* **Stated problem A**
Could you output everything in the dc:creator email from "The DC set is" down to "in many cases."?
* **Stated problem B**
In the dc:creator email, can you condense the paragraph beginning "The DC set is intended for widespread use" into a short bulleted list that keeps its main facts?
* **Stated problem C**
Would you write the next part of the dc:creator email, starting after its last sentence?

Re: ISSUE-65 (excess vocab): REPORTED: excessive duplication of vocabulary from Jeremy Carroll on 2007-11-27 (public-owl-wg@w3.org from November 2007)

From: Jeremy Carroll <jjc@hpl.hp.com>
Date: Tue, 27 Nov 2007 16:46:38 +0000
To: Ian Horrocks <ian.horrocks@comlab.ox.ac.uk>
CC: ewallace@cme.nist.gov, ivan@w3.org, boris.motik@comlab.ox.ac.uk, public-owl-wg@w3.org
Message-ID: <474C49EE.1050509@hpl.hp.com>

Ian Horrocks wrote:
> 
> I agree that the kind of example put forward by Jeremy may be considered 
> "bad modelling" -- it is surely not intended that a string is the 
> creator of anything. What probably is intended is that the creator is 
> some object (so dc:creator would be an object property), and that object 
> may have a name (typically a string accessed via a datatype property).
> 

Never one to duck a challenge, I will attempt a defence of dc:creator.

1) the defn:

http://dublincore.org/documents/dcmi-terms/#creator

"Examples of a Creator include a person, an organization, or a service. 
Typically, the name of a Creator should be used to indicate the entity."

=====

The DC set is intended for widespread use, for a range of applications.
In simple cases, the 'typical' usage, the name, is sufficient.
Many bibliographic databases have this information, but lack the 
information to distinguishes between different John Smiths etc.

So the 'better' model, which was outlined by Ian, where dc:creator is an 
ObjectProperty cannot be used accurately in many cases.

So, I could imagine advising the use of dc:creator with a string object, 
with the string being the name of an author or similar when either:

a) the database is small, and the likelihood of multiple authors with 
the same name is small. In such cases, the greater modelling 
'correctness' of having a layer of indirection, is arguably a 
mismodelling, in that good modelling is found in appropriate 
approximations to the truth - and what is appropriate depends on 
purpose. If we don't approximate, we have to copy reality which is an 
unbounded and unachievable task.

* **Rows**
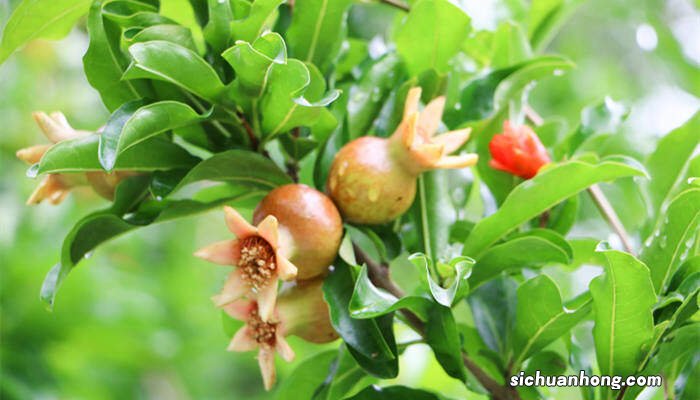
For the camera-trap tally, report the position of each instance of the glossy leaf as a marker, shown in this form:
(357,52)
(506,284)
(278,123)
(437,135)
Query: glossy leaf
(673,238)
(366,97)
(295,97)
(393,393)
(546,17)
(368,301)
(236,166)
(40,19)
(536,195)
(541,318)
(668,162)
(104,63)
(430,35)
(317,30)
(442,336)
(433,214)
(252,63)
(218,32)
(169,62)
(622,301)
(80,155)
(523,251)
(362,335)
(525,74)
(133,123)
* * *
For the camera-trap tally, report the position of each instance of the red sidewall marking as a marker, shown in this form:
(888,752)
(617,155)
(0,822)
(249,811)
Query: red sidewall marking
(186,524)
---
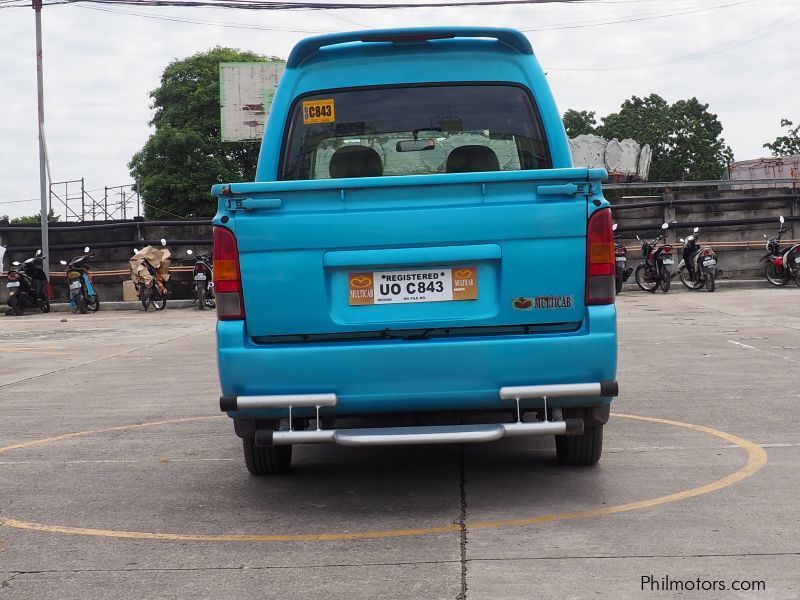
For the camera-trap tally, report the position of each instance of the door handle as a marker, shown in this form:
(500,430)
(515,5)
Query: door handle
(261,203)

* **Expected answer A**
The DC set is intended for widespread use, for a range of applications.
In simple cases, the 'typical' usage, the name, is sufficient.
Many bibliographic databases have this information, but lack the 
information to distinguishes between different John Smiths etc.

So the 'better' model, which was outlined by Ian, where dc:creator is an 
ObjectProperty cannot be used accurately in many cases.

* **Expected answer B**
- The DC set is meant for widespread use across a range of applications.
- In simple cases, the typical usage (the name) is sufficient.
- Many bibliographic databases hold this name information but cannot tell apart different people with the same name, such as different John Smiths.

* **Expected answer C**
b) the data is coming from legacy data which does not make adequate 
distinctions between one John Smith and another. This is highly likely.
While we may want to improve our data by performing some clean up on 
this issue, this is distinctly non-trivial, and planning a migration 
from a database that does not make such distinctions to one that does 
seems a major task, which should be conducted orthogonally from the task 
of say, migrating to an RDF or OWL solution.

I would advise the use of dc:creator with a complex object, with a 
separate name field, when both:

a) reliable data is available
b) the database is large enough to make the additional modelling 
complexity worthwhile.

====

While we may argue whether dc:creator should have been one property or 
two (i.e. should these two cases have been merged), I would suggest that 
both cases are well-motivated; and the DC community's choice is not a 
priori 'bad modelling' or whatever other negative description we may 
assign to it. (I suspect that appropriate use of google will find me 
saying the opposite at some point in the past)

I also note that some of my colleagues who deal with such information 
would like to use the OWL 1.1 feature of sub-property-chains to help in 
modelling cases like this.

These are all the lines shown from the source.